● Stored rows
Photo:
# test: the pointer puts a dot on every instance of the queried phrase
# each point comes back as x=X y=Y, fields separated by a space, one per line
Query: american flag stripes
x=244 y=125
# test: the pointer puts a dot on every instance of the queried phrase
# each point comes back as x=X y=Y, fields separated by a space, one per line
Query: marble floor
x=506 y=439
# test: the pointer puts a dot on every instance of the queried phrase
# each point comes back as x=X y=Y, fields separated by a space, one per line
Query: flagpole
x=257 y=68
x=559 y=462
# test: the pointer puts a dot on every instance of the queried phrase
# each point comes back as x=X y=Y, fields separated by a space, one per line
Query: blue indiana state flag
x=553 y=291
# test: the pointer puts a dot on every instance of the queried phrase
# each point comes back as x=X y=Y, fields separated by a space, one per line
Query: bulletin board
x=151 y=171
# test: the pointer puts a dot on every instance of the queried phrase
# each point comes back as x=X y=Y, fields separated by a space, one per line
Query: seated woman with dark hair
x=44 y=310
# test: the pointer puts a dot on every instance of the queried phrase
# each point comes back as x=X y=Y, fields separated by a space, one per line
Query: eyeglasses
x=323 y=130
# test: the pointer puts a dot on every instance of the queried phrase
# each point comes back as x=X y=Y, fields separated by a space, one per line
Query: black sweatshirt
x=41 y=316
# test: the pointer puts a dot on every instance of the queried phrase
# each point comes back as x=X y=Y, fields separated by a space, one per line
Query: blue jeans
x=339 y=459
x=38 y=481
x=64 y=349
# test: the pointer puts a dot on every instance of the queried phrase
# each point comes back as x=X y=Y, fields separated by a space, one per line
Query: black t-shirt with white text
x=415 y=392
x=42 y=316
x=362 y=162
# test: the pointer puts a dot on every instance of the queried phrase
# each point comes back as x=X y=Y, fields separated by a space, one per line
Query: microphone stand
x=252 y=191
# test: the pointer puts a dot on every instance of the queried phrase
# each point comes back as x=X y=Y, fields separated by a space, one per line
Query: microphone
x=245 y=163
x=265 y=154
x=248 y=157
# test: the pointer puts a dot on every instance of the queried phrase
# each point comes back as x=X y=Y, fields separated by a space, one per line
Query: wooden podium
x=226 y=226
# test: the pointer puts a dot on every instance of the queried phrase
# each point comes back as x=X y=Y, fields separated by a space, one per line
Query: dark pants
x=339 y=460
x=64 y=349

● The problem
Reproduce all of the material above, changing each "Query" to "Search" and leaving everything else as it is.

● In response
Photo:
# test: the pointer puts a dot on every instance of the queried phrase
# each point comes back as x=X y=Y, fields separated by a space, one per line
Search: american flag stripes
x=244 y=125
# test: the pointer puts a dot on every instance of the queried phrase
# each point comes back as x=X y=Y, fields separated by a space, one per line
Search: marble floor
x=506 y=439
# test: the pointer puts a dot on every instance of the queried phrase
# each point comes back as x=X y=Y, fields separated by a space, one per line
Search: flagpole
x=257 y=68
x=559 y=462
# test: the pointer puts a dot on every instance of the queried phrase
# each point comes back as x=X y=Y, fields separated by a space, one per line
Search: blue indiana state flag
x=553 y=291
# test: the pointer puts a dot on every instance of the queried phrase
# each point comes back as x=X y=Y, fields separated by a space, one per line
Search: bulletin board
x=151 y=171
# test: the pointer puts a dot on every instance of the queried phrase
# each point comes back as x=X y=Y, fields separated by a space, one per line
Search: seated woman with dark hair
x=44 y=310
# test: the pointer puts a dot on every instance of the queried phrase
# each point comes back as x=X y=Y, fields separated by a space, one per line
Search: eyeglasses
x=323 y=130
# test: the pointer puts a dot on every instance of the queried phrase
# each point comes back as x=X y=Y, fields separated by a space, one per line
Search: black sweatshirt
x=41 y=316
# test: the pointer puts a dot on every instance of the queried phrase
# each point comes back as x=X y=Y, fields separated by a space, one per line
Search: blue jeans
x=339 y=459
x=38 y=481
x=64 y=349
# test: the pointer puts a dot on every instance of the queried phrase
# each point comes back as x=X y=Y, fields separated by a space, one per line
Search: black t-shirt with white text
x=415 y=392
x=42 y=316
x=362 y=162
# test: the pointer puts a dot on every instance of the queried phrase
# each point comes back as x=X y=Y, fields separated by a space, one per line
Search: microphone stand
x=252 y=191
# test: the pointer puts a dot on every instance of the queried phrase
# each point comes back as x=X y=Y, fields separated by a space, one per line
Search: microphone
x=245 y=163
x=265 y=154
x=248 y=157
# test: the pointer puts a dot on every instance of the queried phrase
# each point comes back as x=X y=Y, fields separated by a space, one per line
Search: wooden podium
x=226 y=226
# test: the pointer puts a dot on every instance of the queried phrase
# each point comes back as x=X y=Y, fields separated by a space, one per line
Search: dark pants
x=339 y=460
x=64 y=349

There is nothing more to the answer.